**EXTRACT TO READ**:

NFT Los Angeles Pasadena East / San Marino

Pasadena East / San Marino

As you venture east past Lake Avenue along Colorado, the cute shops and restaurants segue into drab auto repair shops, dingy motels, and the attendant detritus. But head south and you'll find not only some of the smartest people in southern California (thanks to the presence of Caltech), but also some of the richest. The homes around Pasadena City College make for a fancy Sunday drive.

If you're jonesing to get back to nature, strangely enough, the east side of Pasadena is probably just the place. The 150-acre Huntington Library and Gardens will take you away from it all with wide-open spaces and one of the world's most resplendent cactus exhibitions. Hungry? The Rose Garden Tea Room at the Huntington Library is expensive but well worth it. Posh nosh ain't your thing? Fear not -- there's always See more.

>In-N-Out Burger.


This Neighborhood Featured in...
Hoppily Ever After? The Bunny Museum

By Beth Deitchman
Not unlike the Taj Mahal, Pasadena's semi-secret Bunny Museum is a monument to love, a testament to surreal Donnie Darko consanguinity and an opportunity to see endless amounts of live, stuffed and ceramic bunny rabbits in the home of two very special, kind-of-weird bunny-obsessed romantics.


On Our Radar:

Posted By:  Sarah Wallin Wightman
Photo:  Russell Wightman

Zephyr Cafe
Whenever I hanker for an afternoon caffeine fix (because, let’s face it, I’d happily hook up to the nearest caffeine-filled IV and roll it around with me like oxygen), I don’t hesitate to drag my crashing metabolism to Zephyr Coffeehouse and Art Gallery. There are many reasons for this, but I’ll just give you four. One: Because it’s comfortable–there are lots of readers and quietly conversing patrons, on some nights there is even live music in the background. Two: Because it’s clean. Unlike other chains, the armchairs aren’t dirty and there’s no chance of finding half a Tootsie Roll plastered to your bum when you leave…not that it happened to me, I just hear things. Three: Because it’s beautiful. The old craftsman house is full of nooks and crannies and has brightly colored rooms decorated with constantly changing artwork. And not the Thomas Kinkaide kind, the I-just-barely-make-my-rent kind. Four: And maybe I should’ve mentioned this first–the coffee, tea, and food are really good. Those heavily steeped in tea will find rare, loose-leaf varieties that often elude them, while javaheads will find plenty of unique spins on espresso to keep them caffeinated…until the next crash that is.

Posted By:  Sarah Wallin Wightman
Photo:  Christina Wenger

Il Capo Café and Deli
In Argentinean culture, the 29th is lucky and it is imperative to get some gnocchi, put a dollar or two under the plate, and eat for luck. This is why I love Argentinean culture—eating and a few bucks lead to luck. A friend has been raving about this Argentine market-restaurant in Pasadena, so on the 29th, we went for good food and a side of luck. I’ve never been to Argentina, but based on what I know, this place was both authentic and delicious. Lunch requires ordering at the register while dinner offers table service and a little music to boot, but both meals roll out the staples—savory empanadas, juicy steaks, chimichurri, huge sandwiches, and of course, three kinds of gnocchi. It being the 29th and all, we decided on “pink gnocchi,” which comes with a beet-dyed mashed potato edging and though looks like sugary frosting, is amazingly savory and delicious. The packed shelves and refrigerators contain all sorts of goodies, perfect for experimenting South American style in your own kitchen. Admission: We ate the gnocchi with two dollars under the plate and then, afterwards, took the dollars back again. Hey, there was coffee to be bought!

**TASK DESCRIPTION**:
Answer these questions from the Pasadena East / San Marino guide:
1. How many acres does the Huntington Library and Gardens cover?
2. How many reasons does the writer give for going to Zephyr Coffeehouse and Art Gallery?
3. What dyes the mashed potato edging on the "pink gnocchi"?
The data after this point is separate material, unrelated to the guide.

**DATA EXTRACT**:

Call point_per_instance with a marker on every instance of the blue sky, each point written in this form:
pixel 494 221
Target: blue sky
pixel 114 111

**ANSWER TO THIS EXERCISE**:
1. 150 acres
2. Four
3. Beets